Set exercise 1: Decide whether each statement below agrees with the salary negotiation thread. Answer yes or no for each, and quote the thread's deciding words. (a) For someone with about five years of experience, the thread gives 125k to 150k as a good range. (b) The thread says most hiring managers value a candidate's frank statement that the pay is too low. (c) The thread recommends the book Never Split the Difference.

Extract provided:
◇ ◇ ◇ ◇ ◇

You may be worth $175k to the company, and be in a realistic position to know
that. The person hiring you may not be good at his job and may honestly value
you at $125k. After all, his current staff were valued by others (and are thus
known quantities) and must by definition be worth what they're paid (even if
they're in reality only worth $80k).

I'd give that position a miss, since being bad at valuing needed talent is a
red flag for being bad at other essential aspects of quality management.

It's an extremely rare bit of candor for a candidate to say, straight-out, you
don't pay enough. Despite the value of this information, most hiring managers
don't see it as valuable.

------
inertiatic
What's wrong with explaining exactly what you explained here?

It's not like you're in a desperate situation where you need to use some trick
to avoid losing the offer at any cost. So just ask away.

------
techjuice
At face value it is easy to ask, take your experience (if it is 10+ years in
the game) and you have successfully completed many projects send them a
response asking for $200,000 and it will be a done deal if they can actually
pay that. If that is out of their range, they will normally tell you and you
may have to keep looking. I have seen some employees that were literally
generating millions for a company but only being paid $80,000/year, poor
benefits, .5% raise and no additional compensation (bonuses, stocks, 401k,
etc.) or should I say a larger share of their contributions. Good companies
will try to give bonuses or above inflation raises at the least.

If you do not have around 10 years and only about 5 then 125k to 150k is a
pretty good range if you are really good and have the actual work experience.
If you are in a really high cost area you will need to take into consideration
the cost of living there. If you do not ask for enough it may limit your
living options and after work options. It is normally easier to give a number
higher than you want and bring it down to something you really want.

Though, you can really only ask for this rate if you are in the top pool of
capabilities, performance and results and the interview is amazing. You also
have to consider the amount of risks you are accepting by wanting more money.
There will be things that you will be expected to know and do that would not
be asked of people they are paying less. These can be things like building
entire complex systems from scratch by yourself under little to no supervision
under tight deadlines, be called upon to travel to other sites around the
world because you would be the one trusted to just get it done and your known
to get it done right.

If you are applying for jobs in a popular metro location the chances of making
the higher ranges is normally higher.

------
tmaly
There is a part in the negotiation book Never Split the Difference that covers
salary negotiation. I would highly recommend it.

------
xstartup
It's easier to pay first engineers a higher amount after you get funded.

When the money dries up, it gets harder to offer even the same amount to an
equally capable or a better developer.

Is it an established company?

◇ ◇ ◇ ◇ ◇

Supplied records:

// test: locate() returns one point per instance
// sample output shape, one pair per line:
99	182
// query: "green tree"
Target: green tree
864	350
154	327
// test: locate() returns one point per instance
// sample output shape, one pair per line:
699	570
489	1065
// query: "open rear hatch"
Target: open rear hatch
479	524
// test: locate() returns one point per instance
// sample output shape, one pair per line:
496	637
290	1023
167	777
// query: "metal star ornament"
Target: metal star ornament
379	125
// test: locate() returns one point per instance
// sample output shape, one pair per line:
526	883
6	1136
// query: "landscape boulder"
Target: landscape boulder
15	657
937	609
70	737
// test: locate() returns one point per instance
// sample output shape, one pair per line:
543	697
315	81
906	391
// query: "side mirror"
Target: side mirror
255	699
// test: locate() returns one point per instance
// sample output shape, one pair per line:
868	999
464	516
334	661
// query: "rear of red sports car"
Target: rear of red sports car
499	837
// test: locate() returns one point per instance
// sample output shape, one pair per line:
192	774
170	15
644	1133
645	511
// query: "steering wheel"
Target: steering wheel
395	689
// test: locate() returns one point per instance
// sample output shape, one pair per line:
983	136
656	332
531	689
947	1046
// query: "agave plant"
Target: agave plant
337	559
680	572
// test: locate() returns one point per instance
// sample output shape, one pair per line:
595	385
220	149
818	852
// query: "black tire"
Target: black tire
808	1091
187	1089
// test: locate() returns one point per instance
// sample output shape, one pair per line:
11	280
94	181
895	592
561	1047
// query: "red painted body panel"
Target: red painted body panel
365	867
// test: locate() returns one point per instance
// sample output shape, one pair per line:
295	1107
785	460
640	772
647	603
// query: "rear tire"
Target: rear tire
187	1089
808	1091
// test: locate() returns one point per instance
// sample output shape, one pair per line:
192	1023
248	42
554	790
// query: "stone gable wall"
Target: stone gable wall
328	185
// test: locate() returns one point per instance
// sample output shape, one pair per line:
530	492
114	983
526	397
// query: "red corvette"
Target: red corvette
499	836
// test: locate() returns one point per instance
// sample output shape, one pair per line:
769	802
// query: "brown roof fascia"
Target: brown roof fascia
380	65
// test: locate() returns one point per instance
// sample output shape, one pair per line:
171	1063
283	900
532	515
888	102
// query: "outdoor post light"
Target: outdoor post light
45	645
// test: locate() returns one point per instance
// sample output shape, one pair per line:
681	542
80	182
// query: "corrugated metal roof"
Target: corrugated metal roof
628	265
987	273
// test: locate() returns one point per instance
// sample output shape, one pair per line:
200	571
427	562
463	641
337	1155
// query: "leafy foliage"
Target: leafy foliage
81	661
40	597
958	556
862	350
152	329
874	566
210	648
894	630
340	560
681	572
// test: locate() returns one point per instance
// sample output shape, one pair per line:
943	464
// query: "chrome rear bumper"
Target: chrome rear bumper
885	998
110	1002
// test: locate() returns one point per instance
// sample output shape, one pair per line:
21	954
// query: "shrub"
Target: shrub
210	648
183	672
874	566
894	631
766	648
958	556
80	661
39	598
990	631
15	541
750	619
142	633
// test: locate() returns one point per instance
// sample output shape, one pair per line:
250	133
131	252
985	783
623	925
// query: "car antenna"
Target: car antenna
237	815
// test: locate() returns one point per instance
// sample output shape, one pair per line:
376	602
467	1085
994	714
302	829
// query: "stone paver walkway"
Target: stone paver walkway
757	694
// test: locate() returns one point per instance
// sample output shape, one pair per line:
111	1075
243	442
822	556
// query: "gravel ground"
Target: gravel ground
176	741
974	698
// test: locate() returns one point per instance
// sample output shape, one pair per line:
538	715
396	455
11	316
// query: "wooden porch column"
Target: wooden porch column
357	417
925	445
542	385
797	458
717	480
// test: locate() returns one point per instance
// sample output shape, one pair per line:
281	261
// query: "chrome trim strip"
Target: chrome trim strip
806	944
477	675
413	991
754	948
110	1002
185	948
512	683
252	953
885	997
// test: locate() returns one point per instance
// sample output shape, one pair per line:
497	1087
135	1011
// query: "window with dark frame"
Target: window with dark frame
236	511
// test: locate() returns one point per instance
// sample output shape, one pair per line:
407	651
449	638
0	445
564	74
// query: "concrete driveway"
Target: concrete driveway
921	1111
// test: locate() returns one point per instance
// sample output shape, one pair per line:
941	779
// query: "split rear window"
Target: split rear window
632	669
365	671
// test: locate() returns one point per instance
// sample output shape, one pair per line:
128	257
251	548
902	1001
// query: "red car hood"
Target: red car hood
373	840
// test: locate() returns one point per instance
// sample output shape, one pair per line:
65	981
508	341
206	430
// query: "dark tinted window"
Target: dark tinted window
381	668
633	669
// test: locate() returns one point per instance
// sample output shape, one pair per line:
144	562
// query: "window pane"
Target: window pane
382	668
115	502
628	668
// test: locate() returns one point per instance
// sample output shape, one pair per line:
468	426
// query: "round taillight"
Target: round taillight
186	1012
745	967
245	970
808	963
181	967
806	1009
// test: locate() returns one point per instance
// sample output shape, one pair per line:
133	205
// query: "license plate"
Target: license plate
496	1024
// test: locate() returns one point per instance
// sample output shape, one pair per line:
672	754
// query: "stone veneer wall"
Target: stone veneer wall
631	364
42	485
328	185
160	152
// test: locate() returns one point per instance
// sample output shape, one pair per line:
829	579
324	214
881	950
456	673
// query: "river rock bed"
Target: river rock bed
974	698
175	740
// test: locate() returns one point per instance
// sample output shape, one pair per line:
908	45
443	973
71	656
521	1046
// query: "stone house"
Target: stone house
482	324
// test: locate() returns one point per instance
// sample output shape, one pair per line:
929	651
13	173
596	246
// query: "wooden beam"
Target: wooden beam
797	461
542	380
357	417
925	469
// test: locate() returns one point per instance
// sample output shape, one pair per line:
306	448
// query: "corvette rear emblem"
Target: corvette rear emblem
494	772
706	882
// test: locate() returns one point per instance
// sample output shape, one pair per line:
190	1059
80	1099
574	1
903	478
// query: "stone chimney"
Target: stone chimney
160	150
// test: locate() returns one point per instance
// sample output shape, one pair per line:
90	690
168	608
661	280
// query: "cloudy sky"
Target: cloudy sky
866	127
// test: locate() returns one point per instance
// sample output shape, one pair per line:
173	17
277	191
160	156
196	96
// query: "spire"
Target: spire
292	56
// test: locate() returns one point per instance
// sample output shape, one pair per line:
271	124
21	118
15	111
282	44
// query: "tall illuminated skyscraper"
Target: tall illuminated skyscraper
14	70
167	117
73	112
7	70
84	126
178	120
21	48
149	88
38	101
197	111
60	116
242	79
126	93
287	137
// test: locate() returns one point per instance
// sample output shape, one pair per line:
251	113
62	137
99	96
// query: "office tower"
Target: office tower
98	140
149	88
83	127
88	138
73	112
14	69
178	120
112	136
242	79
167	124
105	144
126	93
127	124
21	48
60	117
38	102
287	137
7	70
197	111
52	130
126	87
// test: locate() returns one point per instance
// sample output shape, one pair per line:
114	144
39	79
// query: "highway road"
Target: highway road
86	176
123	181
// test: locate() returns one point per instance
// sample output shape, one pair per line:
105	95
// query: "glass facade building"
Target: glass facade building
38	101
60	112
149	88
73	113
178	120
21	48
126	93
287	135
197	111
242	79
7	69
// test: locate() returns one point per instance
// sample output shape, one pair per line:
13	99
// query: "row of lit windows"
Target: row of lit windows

◇ ◇ ◇ ◇ ◇

Set exercise 2: Find each line of the records that contains the word "river" and copy those lines.

Full response 1:
(a) Yes: "If you do not have around 10 years and only about 5 then 125k to 150k is a pretty good range if you are really good and have the actual work experience."
(b) No: "Despite the value of this information, most hiring managers don't see it as valuable."
(c) Yes: "There is a part in the negotiation book Never Split the Difference that covers salary negotiation. I would highly recommend it."

Full response 2:
// query: "river rock bed"
Target: river rock bed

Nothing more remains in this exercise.